A biological marker (biomarker) is defined as ‘a characteristic that is objectively measured and evaluated as an indicator of a normal biological process, pathogenic processes, or pharmacological responses to therapeutic interventions’ [5]. Biomarkers have been touted as a solution to the clinical dilemma of differentiating infection from non-infectious mimics [6]. Diagnostic biomarkers of infection can be broadly divided into two groups: (i) those that identify microbes and (ii) those that identify the host response to microbes. Point-of-care tests that aim to identify the presence of microbes are being developed, but these assays are susceptible to false positives due to the identification of microorganisms that are not responsible for patient deterioration (i.e. from contamination or colonisation) [2].

Herein, we discuss current approaches to the diagnosis of infection in the ICU, with an emphasis on commonly used biomarkers of the host response to infection. We also discuss emerging approaches to biomarker development and examine how we can improve the quality of sepsis biomarker research with the aim of improving outcomes for critically ill patients with infection.

Current Methods of Diagnosing Sepsis

Clinical Gestalt

In the absence of a reliable independent biomarker of infection, clinicians rely heavily on clinical gestalt, which is informed by adjunctive laboratory tests of the host response to infection including white cell count (WCC), C-reactive protein (CRP) and/or procalcitonin (PCT), and microbiological cultures. Clinical gestalt describes the concept that clinicians actively organise clinical perceptions into a coherent construct with the aim of answering a clinical question. It involves making a decision in the absence of complete information based on pattern recognition.

Clinicians rarely rely on a single clinical sign (e.g. fever) or a biomarker result to decide whether a patient has an infection. Rather, they make an ‘educated guess’ that a patient likely has an infection based on their history, examination, and available laboratory, microbiology, and/or radiology results without applying any specific evidence-based clinical decision rules. Such an approach affords flexibility and the inclusion of factors that may be difficult to quantify [7] but may be inaccurate depending on the experience and ability of the clinician [8].

The inaccuracy of clinical gestalt in the diagnosis of sepsis in ICU patients has been demonstrated in multiple studies [9,10,11]. In a recent multicentre clinical cohort examined by Lopansri and colleagues [10], agreement between initial attending physician diagnosis of sepsis in ICU patients compared to retrospective diagnosis by an expert panel was weak (free-marginal kappa agreement 0.58). The tendency was to overdiagnose sepsis early, with ~30% of those initially determined to be septic being subsequently reclassified retrospectively. Overtreatment was also observed, with ~60% of patients ultimately classified as having a non-infectious systemic inflammatory response syndrome (SIRS) being given systemic antimicrobials.

Referring expression data
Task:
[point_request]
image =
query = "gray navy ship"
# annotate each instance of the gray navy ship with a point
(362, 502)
---
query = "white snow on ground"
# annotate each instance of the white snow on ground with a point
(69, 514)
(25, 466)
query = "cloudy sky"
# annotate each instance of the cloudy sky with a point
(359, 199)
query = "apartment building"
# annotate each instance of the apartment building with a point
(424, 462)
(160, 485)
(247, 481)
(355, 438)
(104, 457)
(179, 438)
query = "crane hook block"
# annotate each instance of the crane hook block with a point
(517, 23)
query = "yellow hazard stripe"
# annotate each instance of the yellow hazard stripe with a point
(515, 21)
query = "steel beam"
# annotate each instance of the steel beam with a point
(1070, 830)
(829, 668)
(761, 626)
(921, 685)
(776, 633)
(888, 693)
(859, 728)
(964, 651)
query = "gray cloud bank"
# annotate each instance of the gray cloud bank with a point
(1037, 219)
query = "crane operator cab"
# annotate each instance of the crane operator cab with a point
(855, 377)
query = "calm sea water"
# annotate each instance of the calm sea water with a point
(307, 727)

• YOUR OBJECTIVE: Summarize the passage on diagnosing infection in the ICU in two sentences. You won't need the items to do this.

• RESULT FOR THIS EXERCISE: Biomarkers, defined as objectively measured indicators of normal biological processes, disease processes, or responses to treatment, have been promoted as a way to tell infection apart from non-infectious mimics, and diagnostic ones either identify microbes or identify the host response to them. Without a reliable biomarker, clinicians rely on clinical gestalt, an educated guess based on pattern recognition and available test results, but studies show it is inaccurate for sepsis in ICU patients, with a tendency toward early overdiagnosis and overtreatment.